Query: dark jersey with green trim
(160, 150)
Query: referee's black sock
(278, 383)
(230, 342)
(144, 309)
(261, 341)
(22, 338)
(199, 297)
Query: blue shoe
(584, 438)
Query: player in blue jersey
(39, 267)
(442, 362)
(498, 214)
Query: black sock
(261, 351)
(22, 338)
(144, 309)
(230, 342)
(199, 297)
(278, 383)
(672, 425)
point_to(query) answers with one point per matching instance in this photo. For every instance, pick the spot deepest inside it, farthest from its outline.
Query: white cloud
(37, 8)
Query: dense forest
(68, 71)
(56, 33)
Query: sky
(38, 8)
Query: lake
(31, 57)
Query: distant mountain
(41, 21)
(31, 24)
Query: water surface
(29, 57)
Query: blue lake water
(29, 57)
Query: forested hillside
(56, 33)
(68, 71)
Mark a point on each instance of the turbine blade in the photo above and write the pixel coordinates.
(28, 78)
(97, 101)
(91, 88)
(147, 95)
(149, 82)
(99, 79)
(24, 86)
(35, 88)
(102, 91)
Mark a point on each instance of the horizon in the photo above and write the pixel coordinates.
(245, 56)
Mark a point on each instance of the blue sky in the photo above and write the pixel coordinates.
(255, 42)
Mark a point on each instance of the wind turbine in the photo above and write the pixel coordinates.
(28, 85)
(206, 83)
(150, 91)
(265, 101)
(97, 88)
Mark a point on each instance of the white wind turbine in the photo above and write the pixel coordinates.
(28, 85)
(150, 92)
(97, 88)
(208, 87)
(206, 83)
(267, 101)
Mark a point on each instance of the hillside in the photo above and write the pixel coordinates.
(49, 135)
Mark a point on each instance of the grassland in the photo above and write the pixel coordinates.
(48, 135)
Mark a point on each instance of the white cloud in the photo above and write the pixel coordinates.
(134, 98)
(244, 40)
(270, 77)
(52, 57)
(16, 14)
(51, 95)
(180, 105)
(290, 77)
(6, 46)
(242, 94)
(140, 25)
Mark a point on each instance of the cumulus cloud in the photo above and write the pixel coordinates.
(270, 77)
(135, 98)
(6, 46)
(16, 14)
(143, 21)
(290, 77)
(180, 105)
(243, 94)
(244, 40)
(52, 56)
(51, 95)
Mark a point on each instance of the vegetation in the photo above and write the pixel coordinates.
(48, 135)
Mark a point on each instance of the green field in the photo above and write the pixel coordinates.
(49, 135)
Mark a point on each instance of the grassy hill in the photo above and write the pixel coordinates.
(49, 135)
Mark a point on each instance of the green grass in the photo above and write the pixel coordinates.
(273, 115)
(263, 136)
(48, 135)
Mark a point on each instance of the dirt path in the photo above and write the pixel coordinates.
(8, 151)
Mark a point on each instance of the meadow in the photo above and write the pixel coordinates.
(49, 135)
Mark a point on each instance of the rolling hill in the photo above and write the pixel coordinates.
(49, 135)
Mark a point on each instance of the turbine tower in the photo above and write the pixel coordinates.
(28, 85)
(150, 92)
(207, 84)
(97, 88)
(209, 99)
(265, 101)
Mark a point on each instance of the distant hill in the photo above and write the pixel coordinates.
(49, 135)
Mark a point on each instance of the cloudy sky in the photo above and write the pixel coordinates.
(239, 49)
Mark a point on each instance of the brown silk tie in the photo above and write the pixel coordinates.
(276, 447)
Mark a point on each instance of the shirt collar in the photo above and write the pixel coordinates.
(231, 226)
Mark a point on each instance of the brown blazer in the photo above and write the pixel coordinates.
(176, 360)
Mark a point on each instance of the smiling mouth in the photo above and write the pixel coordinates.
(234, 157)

· · · · · · ·

● **Exercise requirements**
Render the entries above as a Markdown table with the columns "No." and "Entry Line": give each line its own row with a row number and omit blank lines. Begin at the line that contains "Mark a point on each instance of the shirt" and stop after the last line of the entries.

● **Exercise result**
| No. | Entry Line |
|---|---|
| 1 | Mark a point on each instance of the shirt collar in the photo above and write the pixel coordinates. |
| 2 | (231, 226) |
| 3 | Mark a point on each instance of the brown blazer in the photo above and write the pixel coordinates. |
| 4 | (176, 360) |
| 5 | Mark a point on each instance of the smiling mouth in the photo above and write the pixel coordinates. |
| 6 | (234, 157) |